__Data lines__:
** begin **

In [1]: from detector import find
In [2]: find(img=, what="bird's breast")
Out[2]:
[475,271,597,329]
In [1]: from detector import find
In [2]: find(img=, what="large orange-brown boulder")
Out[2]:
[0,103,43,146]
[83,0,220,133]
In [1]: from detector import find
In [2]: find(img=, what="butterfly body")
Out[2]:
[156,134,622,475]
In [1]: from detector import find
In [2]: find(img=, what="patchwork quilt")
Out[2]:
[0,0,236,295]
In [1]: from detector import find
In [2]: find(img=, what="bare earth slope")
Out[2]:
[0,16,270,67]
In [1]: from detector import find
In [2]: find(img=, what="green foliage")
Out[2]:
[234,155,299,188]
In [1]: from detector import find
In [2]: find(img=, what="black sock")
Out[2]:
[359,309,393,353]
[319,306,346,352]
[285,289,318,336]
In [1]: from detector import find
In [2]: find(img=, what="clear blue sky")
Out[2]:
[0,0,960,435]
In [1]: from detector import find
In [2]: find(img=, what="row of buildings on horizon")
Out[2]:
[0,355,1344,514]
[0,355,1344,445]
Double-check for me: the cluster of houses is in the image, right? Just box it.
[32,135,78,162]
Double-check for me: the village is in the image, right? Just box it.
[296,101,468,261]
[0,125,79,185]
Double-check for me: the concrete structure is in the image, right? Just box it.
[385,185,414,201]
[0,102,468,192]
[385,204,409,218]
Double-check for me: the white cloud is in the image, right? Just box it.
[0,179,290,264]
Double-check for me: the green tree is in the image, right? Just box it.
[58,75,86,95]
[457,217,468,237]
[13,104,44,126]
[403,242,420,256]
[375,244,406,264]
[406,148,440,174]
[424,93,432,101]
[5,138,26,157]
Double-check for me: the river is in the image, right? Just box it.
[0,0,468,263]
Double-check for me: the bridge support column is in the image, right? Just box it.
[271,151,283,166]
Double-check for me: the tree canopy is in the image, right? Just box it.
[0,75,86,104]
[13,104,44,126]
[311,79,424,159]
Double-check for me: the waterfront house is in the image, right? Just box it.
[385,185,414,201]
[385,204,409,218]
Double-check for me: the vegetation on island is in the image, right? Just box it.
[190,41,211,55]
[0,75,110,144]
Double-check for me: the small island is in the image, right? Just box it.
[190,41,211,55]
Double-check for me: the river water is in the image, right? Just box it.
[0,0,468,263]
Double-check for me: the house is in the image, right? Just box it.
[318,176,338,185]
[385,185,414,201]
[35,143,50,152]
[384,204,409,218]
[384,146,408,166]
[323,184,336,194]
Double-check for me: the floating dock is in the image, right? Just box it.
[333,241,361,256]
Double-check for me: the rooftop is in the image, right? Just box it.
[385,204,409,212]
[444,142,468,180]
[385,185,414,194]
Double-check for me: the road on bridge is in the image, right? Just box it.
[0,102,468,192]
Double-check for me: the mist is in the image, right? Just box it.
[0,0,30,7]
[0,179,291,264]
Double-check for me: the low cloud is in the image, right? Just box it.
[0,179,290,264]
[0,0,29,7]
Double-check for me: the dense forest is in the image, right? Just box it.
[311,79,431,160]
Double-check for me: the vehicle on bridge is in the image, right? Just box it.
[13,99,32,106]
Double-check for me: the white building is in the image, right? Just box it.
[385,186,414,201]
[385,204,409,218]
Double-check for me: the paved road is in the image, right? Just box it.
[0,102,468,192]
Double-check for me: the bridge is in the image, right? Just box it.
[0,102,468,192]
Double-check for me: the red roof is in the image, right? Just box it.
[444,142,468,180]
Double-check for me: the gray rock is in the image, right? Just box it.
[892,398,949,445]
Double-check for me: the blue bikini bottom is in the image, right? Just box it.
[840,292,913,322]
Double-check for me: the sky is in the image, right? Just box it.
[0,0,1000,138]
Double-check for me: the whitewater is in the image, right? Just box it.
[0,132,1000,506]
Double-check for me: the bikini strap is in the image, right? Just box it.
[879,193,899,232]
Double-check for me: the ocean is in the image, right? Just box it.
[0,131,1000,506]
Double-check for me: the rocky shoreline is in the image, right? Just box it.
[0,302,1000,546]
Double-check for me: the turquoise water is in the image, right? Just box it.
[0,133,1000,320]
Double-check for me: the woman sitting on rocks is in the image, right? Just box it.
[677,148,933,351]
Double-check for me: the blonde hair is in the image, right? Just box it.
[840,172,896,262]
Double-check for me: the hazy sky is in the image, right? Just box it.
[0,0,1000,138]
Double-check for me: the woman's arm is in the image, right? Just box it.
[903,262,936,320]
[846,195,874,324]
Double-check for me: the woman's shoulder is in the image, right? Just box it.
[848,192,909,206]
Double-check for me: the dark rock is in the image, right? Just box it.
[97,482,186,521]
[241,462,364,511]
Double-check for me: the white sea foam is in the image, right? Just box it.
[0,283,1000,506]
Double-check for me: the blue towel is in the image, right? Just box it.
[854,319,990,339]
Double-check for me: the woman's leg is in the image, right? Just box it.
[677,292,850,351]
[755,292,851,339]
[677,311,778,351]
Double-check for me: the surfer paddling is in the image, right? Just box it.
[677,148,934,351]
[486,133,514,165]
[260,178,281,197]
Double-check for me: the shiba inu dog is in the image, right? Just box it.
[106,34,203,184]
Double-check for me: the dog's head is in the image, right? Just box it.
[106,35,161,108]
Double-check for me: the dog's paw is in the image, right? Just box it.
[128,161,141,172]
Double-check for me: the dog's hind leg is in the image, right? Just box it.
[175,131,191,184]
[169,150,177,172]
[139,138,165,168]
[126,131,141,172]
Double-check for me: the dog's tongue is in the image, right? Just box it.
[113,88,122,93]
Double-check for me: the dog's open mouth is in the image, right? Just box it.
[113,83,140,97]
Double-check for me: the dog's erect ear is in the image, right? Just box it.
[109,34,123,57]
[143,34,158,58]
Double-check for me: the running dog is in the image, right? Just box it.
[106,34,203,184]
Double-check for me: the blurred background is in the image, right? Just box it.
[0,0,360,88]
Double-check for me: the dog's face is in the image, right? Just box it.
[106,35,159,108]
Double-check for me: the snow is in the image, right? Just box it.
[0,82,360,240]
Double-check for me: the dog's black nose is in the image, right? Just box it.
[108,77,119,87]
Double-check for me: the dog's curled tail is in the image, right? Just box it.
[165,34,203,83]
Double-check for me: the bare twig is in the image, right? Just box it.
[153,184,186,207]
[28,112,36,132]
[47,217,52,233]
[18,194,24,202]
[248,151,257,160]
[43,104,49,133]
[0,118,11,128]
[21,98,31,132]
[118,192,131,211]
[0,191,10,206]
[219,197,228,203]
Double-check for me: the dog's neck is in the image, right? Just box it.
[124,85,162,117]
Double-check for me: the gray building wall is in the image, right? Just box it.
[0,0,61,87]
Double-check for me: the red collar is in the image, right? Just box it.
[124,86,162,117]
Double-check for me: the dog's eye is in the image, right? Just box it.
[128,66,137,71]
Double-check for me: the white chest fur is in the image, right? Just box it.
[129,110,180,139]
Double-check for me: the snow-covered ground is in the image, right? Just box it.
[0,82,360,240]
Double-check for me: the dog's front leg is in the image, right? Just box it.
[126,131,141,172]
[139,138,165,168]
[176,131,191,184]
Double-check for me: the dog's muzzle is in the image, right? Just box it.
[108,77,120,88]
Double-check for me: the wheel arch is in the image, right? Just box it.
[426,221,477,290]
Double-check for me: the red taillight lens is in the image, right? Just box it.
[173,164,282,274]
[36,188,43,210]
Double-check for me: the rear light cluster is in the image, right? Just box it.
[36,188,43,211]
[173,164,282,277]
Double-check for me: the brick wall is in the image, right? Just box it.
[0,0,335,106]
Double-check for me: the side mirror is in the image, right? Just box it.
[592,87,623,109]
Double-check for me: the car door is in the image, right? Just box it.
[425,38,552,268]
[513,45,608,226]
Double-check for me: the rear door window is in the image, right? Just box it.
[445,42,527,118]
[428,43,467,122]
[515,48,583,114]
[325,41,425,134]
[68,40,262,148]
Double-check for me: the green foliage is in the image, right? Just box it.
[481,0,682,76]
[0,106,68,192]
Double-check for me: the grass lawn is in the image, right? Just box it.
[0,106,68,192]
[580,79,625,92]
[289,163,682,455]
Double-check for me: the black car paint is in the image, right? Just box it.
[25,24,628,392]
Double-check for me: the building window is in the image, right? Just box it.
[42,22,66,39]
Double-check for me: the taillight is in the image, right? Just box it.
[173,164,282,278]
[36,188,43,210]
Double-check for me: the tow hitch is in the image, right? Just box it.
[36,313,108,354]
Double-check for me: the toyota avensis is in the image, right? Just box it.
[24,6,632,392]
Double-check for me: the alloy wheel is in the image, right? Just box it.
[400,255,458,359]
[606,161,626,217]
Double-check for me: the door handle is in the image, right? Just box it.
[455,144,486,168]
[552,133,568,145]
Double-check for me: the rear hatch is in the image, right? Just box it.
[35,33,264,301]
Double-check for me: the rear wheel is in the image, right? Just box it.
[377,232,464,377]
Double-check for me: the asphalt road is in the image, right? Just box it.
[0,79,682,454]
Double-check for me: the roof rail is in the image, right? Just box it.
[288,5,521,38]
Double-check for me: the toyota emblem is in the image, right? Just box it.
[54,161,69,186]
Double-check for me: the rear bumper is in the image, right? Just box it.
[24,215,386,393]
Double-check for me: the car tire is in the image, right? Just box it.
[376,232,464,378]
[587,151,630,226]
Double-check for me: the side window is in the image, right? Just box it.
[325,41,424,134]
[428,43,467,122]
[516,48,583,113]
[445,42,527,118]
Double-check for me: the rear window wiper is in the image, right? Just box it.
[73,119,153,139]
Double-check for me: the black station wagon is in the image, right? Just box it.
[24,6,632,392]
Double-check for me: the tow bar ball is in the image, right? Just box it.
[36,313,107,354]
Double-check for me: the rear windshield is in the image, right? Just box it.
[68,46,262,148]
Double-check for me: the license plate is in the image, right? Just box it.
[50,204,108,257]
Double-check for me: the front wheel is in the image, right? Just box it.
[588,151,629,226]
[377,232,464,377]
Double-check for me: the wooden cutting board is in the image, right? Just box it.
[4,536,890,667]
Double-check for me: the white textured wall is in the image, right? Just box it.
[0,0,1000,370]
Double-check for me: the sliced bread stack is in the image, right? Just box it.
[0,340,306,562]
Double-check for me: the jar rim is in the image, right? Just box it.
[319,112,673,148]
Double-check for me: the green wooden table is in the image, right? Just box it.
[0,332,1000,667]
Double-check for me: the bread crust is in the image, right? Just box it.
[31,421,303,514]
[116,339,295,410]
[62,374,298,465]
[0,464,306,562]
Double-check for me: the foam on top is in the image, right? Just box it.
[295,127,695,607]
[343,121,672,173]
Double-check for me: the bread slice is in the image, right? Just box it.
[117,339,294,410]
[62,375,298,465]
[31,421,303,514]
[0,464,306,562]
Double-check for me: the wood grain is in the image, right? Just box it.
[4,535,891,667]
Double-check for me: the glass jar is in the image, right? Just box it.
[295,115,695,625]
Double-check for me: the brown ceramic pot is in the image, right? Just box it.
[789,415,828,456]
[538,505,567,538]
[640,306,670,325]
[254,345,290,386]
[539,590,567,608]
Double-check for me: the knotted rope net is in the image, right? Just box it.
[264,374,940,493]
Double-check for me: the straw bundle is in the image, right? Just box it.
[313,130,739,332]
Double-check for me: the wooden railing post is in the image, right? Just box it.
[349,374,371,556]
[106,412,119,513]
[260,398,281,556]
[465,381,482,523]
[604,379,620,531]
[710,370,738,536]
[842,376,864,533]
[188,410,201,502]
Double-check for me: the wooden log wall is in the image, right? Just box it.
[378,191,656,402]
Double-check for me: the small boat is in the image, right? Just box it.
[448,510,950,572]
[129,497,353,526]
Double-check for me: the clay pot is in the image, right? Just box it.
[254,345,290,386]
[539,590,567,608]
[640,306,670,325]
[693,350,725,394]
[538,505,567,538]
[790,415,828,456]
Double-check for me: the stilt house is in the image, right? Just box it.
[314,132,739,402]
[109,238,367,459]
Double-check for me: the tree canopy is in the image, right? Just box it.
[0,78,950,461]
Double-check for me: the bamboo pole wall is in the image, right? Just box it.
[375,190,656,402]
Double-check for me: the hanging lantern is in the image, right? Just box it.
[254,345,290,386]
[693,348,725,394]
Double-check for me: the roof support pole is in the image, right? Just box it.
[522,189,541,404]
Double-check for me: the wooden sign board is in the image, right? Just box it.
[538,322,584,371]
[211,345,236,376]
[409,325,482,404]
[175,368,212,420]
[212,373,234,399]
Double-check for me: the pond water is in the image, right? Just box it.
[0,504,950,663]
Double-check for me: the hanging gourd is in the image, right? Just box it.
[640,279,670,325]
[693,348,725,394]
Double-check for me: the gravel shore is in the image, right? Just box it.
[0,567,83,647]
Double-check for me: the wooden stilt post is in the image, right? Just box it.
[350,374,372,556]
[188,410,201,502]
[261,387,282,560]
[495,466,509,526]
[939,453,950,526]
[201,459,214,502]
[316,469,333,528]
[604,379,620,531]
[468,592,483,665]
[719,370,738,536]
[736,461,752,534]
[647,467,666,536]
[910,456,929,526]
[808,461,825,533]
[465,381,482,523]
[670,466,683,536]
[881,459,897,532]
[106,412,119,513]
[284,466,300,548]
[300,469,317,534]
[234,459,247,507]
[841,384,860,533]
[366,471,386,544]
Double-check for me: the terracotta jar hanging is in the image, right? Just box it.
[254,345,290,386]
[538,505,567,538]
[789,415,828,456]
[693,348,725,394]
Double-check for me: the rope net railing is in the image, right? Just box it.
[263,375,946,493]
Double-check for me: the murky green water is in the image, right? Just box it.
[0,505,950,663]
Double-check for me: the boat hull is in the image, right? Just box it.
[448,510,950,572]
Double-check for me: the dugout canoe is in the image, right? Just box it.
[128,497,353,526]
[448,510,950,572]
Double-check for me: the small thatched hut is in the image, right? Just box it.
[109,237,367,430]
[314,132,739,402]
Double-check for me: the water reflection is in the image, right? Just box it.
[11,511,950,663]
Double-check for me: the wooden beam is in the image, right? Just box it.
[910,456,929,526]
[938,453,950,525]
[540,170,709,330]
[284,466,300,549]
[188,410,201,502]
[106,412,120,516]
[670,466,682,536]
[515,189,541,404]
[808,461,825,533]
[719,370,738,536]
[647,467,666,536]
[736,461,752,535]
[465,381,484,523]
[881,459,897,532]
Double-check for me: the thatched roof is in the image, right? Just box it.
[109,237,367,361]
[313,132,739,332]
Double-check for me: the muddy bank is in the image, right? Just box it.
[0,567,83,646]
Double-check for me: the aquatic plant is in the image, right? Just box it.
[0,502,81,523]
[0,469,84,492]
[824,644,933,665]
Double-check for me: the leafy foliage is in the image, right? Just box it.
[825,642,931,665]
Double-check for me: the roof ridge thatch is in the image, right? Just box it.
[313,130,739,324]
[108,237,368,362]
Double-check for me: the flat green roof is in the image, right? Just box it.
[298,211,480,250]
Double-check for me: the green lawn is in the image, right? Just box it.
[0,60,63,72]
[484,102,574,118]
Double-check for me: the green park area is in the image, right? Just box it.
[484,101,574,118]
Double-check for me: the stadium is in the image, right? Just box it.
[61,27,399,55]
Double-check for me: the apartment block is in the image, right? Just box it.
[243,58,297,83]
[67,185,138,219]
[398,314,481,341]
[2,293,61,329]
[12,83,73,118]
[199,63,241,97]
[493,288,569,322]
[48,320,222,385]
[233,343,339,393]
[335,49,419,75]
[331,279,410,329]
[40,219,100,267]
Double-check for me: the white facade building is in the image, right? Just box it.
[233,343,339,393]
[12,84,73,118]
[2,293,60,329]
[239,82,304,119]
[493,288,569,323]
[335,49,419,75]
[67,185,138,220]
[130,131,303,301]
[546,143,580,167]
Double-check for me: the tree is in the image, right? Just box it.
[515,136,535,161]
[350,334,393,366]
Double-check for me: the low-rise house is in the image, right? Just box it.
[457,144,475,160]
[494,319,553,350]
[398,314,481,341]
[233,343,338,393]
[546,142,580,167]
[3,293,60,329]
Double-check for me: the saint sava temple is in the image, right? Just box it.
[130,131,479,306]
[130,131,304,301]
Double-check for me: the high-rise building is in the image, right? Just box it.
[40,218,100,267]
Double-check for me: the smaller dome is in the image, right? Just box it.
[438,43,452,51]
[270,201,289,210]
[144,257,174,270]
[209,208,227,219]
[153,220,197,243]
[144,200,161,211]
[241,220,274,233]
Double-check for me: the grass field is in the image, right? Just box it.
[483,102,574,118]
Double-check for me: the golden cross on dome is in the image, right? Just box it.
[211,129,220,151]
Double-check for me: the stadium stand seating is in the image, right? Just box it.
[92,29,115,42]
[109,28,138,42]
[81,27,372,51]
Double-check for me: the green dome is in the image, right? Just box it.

** end **

__Exercise prompt__: Rewrite the lines starting with the line that contains "Double-check for me: the black station" and going on through the line that contains "[68,46,262,148]", replacing "tow bar ball" with "trailer hitch ball" and leaving everything else unchanged.

__In response__:
Double-check for me: the black station wagon is in the image, right? Just box it.
[24,6,632,392]
Double-check for me: the trailer hitch ball is in the image, right? Just box it.
[36,313,107,354]
Double-check for me: the rear windshield is in the image, right? Just box it.
[68,46,262,148]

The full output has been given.